DATA COLLECTION METHODS
OBSERVATION.
Observation is one of the earliest methods for acquiring knowledge. In this method, the researcher watches
closely the overt behaviors of the subjects under investigation in various
natural settings. Observations may be
done by actual participation, which allows the researcher to gain detailed and
comprehensive picture of the respondents.
This is known as participant observation. However, the researcher is cautioned not to get
emotionally involved in the group for it may lose the objectivity of the study.
It
would be advantageous for the study that the respondents are not aware that
they are being observed so that they will behave naturally. This kind of observation is known as
non-participant observation.
Observation
may also be classified as structured type and unstructured type. In structured observation, the researcher
makes use of an observation guide that limits the focus of his observations to
aspects of behavior and activities or events relevant to the research problem
and activities. The unstructured
observation is open and flexible because the researcher does not restrict his
activity within an observation guide.

# Given data
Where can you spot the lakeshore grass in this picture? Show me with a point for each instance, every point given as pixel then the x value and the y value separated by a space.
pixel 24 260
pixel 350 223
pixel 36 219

# Task A
Rewrite the passage on data collection methods, starting at "Observation is one" and ending after "of the respondents.", with "researcher" replaced by "investigator".
# Task B
Carry the passage on data collection methods forward from its last sentence.

# Answer A
Observation is one of the earliest methods for acquiring knowledge. In this method, the investigator watches
closely the overt behaviors of the subjects under investigation in various
natural settings. Observations may be
done by actual participation, which allows the investigator to gain detailed and
comprehensive picture of the respondents.

# Answer B
This gives the researcher an opportunity to modify the objectives of his
study as he gathers more data about the research problem.
Interview. Interview is a method of personal
communication between the researcher and the respondents. This method provides consistent and precise
information to the researcher because the respondent may classify the information. It is probably the most effective way there
is to enlist the cooperation of the respondents.
TYPES OF INTERVIEW
1.
Structured
interview. This type of
interview uses a research instrument called interview schedule. An interview schedule is made up of carefully
prepared and logically ordered questions.
2.
Unstructured interview. This type of interview is open and
flexible. The contents, sequence and
wordings of the questions are up to the researcher who makes use of an
interview guide which is the listing of topics that will be taken up during the
interview process.
Questionnaire.
In this method the subject responds to the questions by writing, or,
more commonly, marking an answer sheet.
The advantages of questionnaires are they can be mailed to given to
large numbers of people at the same time.
The disadvantages are the unclear or seemingly ambiguous questions
cannot be classified, and the respondents had no chance to expand on, or react
verbally to a question of particular interest or importance.
MEASUREMENT SCALES
A variable
uses a different type of analysis and measurement, requiring the use of
different measurement scales.
Measurement scales are ways of assigning numerals to variables. There are four type of measurement scales and
these are nominal, ordinal, interval and ratio scale.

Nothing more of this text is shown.